[Supplied entries — start]

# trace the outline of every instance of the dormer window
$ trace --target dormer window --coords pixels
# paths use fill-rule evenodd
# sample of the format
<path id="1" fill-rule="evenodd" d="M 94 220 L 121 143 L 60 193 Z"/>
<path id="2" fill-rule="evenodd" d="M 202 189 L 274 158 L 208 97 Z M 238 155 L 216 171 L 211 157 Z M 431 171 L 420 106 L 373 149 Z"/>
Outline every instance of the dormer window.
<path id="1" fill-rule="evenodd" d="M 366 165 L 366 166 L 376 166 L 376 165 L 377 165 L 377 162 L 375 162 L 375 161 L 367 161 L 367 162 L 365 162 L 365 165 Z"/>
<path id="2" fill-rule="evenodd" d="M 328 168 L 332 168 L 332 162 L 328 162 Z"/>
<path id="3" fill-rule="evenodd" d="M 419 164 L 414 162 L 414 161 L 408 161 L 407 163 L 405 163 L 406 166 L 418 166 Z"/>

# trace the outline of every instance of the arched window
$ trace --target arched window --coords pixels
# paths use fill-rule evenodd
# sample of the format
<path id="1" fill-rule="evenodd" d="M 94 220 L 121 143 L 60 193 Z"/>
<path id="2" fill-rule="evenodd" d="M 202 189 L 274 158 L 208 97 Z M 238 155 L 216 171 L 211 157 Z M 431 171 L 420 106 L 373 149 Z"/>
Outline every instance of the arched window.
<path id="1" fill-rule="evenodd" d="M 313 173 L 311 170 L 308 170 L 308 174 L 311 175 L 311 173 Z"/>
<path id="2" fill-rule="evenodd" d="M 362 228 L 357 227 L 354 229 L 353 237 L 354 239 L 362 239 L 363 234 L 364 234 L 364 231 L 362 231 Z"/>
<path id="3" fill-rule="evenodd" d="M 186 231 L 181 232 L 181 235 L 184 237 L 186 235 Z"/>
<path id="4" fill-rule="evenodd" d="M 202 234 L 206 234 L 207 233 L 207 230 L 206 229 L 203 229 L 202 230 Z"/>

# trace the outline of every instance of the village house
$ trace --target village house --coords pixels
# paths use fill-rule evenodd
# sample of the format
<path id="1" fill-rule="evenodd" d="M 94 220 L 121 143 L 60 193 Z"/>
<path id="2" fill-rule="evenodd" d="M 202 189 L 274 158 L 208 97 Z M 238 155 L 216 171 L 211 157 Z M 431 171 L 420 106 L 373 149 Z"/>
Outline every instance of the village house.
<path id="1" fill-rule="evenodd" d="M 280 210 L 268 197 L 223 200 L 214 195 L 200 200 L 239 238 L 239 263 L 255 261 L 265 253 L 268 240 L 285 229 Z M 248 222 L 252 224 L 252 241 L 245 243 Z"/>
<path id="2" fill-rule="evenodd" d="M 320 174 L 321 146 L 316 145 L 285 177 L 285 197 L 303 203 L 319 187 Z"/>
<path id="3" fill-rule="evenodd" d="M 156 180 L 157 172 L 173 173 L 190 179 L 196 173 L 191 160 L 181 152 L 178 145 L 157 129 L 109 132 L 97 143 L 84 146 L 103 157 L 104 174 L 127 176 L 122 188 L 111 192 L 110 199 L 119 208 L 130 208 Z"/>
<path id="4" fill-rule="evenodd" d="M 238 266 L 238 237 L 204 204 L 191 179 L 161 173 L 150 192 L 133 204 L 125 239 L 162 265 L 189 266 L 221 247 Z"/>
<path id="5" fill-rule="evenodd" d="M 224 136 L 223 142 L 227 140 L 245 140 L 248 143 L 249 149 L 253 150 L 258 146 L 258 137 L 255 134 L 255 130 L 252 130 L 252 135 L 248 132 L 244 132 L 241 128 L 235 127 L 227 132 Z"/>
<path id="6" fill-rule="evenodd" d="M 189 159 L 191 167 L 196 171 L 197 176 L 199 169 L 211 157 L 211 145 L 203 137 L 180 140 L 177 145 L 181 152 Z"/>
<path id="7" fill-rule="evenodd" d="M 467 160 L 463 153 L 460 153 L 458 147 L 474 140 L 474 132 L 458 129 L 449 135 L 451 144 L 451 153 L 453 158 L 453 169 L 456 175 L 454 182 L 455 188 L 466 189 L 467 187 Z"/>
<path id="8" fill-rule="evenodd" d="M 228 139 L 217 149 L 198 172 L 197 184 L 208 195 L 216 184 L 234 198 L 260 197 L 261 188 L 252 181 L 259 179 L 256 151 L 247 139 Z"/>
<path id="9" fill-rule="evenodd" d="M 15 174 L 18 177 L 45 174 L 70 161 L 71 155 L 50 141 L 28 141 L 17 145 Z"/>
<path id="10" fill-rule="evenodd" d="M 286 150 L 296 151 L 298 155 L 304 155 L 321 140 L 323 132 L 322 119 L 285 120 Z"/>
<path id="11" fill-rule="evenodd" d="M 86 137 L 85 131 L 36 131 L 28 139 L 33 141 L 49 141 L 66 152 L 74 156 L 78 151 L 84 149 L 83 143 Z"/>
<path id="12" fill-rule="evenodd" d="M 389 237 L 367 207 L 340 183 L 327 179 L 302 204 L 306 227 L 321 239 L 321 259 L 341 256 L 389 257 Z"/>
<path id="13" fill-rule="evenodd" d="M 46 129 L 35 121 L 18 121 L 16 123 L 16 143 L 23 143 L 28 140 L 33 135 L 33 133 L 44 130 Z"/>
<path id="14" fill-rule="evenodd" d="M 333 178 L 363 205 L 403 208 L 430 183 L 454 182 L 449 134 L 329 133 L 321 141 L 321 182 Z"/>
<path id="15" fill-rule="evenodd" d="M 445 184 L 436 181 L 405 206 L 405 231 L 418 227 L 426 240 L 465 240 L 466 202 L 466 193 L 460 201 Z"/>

[Supplied entries — finish]

All the lines above need to be retyped exactly, with nothing left out.

# trace the outline of every instance of the dormer window
$ trace --target dormer window --coords pixels
# paths use fill-rule evenodd
# sample of the format
<path id="1" fill-rule="evenodd" d="M 94 220 L 121 143 L 60 193 Z"/>
<path id="2" fill-rule="evenodd" d="M 202 189 L 274 158 L 208 97 Z M 238 155 L 216 171 L 211 157 Z M 431 171 L 420 106 L 373 149 Z"/>
Outline every instance of the dormer window.
<path id="1" fill-rule="evenodd" d="M 366 165 L 366 166 L 376 166 L 376 165 L 377 165 L 377 162 L 375 162 L 375 161 L 367 161 L 367 162 L 365 162 L 365 165 Z"/>
<path id="2" fill-rule="evenodd" d="M 328 168 L 332 168 L 332 162 L 328 162 Z"/>
<path id="3" fill-rule="evenodd" d="M 419 164 L 414 162 L 414 161 L 408 161 L 407 163 L 405 163 L 406 166 L 418 166 Z"/>

# trace the outline of every instance of the arched window
$ trace --target arched window --coords pixels
# paths use fill-rule evenodd
# sample of the format
<path id="1" fill-rule="evenodd" d="M 94 220 L 121 143 L 60 193 Z"/>
<path id="2" fill-rule="evenodd" d="M 202 189 L 274 158 L 208 97 Z M 238 155 L 216 171 L 211 157 Z M 431 171 L 420 106 L 373 149 Z"/>
Outline every instance of the arched window.
<path id="1" fill-rule="evenodd" d="M 313 173 L 311 170 L 308 170 L 308 174 L 311 175 L 311 173 Z"/>
<path id="2" fill-rule="evenodd" d="M 362 228 L 357 227 L 354 229 L 353 237 L 354 239 L 362 239 L 363 234 L 364 234 L 364 231 L 362 231 Z"/>
<path id="3" fill-rule="evenodd" d="M 186 231 L 181 232 L 181 235 L 184 237 L 186 235 Z"/>
<path id="4" fill-rule="evenodd" d="M 202 234 L 206 234 L 207 233 L 207 230 L 206 229 L 203 229 L 202 230 Z"/>

# trace the outline of every instance of the village house
$ trace --target village house --coords pixels
# paths use fill-rule evenodd
# sample of the format
<path id="1" fill-rule="evenodd" d="M 94 220 L 121 143 L 60 193 Z"/>
<path id="2" fill-rule="evenodd" d="M 202 189 L 274 158 L 208 97 Z M 238 155 L 216 171 L 211 157 Z M 431 171 L 420 106 L 373 149 Z"/>
Outline every instance of the village house.
<path id="1" fill-rule="evenodd" d="M 280 210 L 268 197 L 223 200 L 214 195 L 200 200 L 239 238 L 239 263 L 255 261 L 265 253 L 268 240 L 285 229 Z M 248 222 L 252 224 L 252 241 L 245 243 Z"/>
<path id="2" fill-rule="evenodd" d="M 320 174 L 321 146 L 316 145 L 285 177 L 285 197 L 303 203 L 319 187 Z"/>
<path id="3" fill-rule="evenodd" d="M 156 180 L 157 172 L 173 173 L 190 179 L 196 173 L 191 160 L 181 152 L 178 145 L 157 129 L 109 132 L 97 143 L 84 146 L 103 157 L 104 174 L 127 176 L 122 188 L 111 192 L 110 199 L 119 208 L 130 208 Z"/>
<path id="4" fill-rule="evenodd" d="M 238 266 L 238 237 L 204 204 L 191 179 L 161 173 L 150 192 L 133 204 L 125 239 L 162 265 L 189 266 L 221 247 Z"/>
<path id="5" fill-rule="evenodd" d="M 224 136 L 223 142 L 227 140 L 245 140 L 248 143 L 249 149 L 253 150 L 258 146 L 258 137 L 255 134 L 255 130 L 252 130 L 252 135 L 248 132 L 244 132 L 241 128 L 235 127 L 227 132 Z"/>
<path id="6" fill-rule="evenodd" d="M 189 159 L 191 167 L 196 171 L 197 176 L 199 169 L 211 157 L 211 145 L 203 137 L 180 140 L 177 145 L 181 152 Z"/>
<path id="7" fill-rule="evenodd" d="M 467 160 L 463 153 L 460 153 L 458 147 L 474 140 L 474 132 L 458 129 L 449 135 L 451 144 L 451 153 L 453 158 L 453 169 L 456 175 L 454 182 L 455 188 L 466 189 L 467 187 Z"/>
<path id="8" fill-rule="evenodd" d="M 228 139 L 217 149 L 198 172 L 197 184 L 208 195 L 216 184 L 234 198 L 260 197 L 261 188 L 252 181 L 259 179 L 256 151 L 247 139 Z"/>
<path id="9" fill-rule="evenodd" d="M 15 174 L 18 177 L 45 174 L 70 161 L 71 155 L 50 141 L 28 141 L 17 145 Z"/>
<path id="10" fill-rule="evenodd" d="M 286 150 L 296 151 L 298 155 L 304 155 L 321 140 L 323 132 L 322 119 L 285 120 Z"/>
<path id="11" fill-rule="evenodd" d="M 86 137 L 85 131 L 36 131 L 28 139 L 33 141 L 49 141 L 66 152 L 74 156 L 78 151 L 84 149 L 83 143 Z"/>
<path id="12" fill-rule="evenodd" d="M 389 237 L 367 207 L 340 183 L 327 179 L 302 204 L 306 227 L 321 239 L 321 259 L 341 256 L 389 257 Z"/>
<path id="13" fill-rule="evenodd" d="M 46 129 L 35 121 L 18 121 L 16 123 L 16 143 L 23 143 L 28 140 L 33 135 L 33 133 L 44 130 Z"/>
<path id="14" fill-rule="evenodd" d="M 333 178 L 363 205 L 403 208 L 430 183 L 454 182 L 449 134 L 329 133 L 321 141 L 321 182 Z"/>
<path id="15" fill-rule="evenodd" d="M 445 184 L 436 181 L 405 206 L 405 231 L 418 227 L 426 240 L 465 240 L 466 202 L 466 193 L 460 201 Z"/>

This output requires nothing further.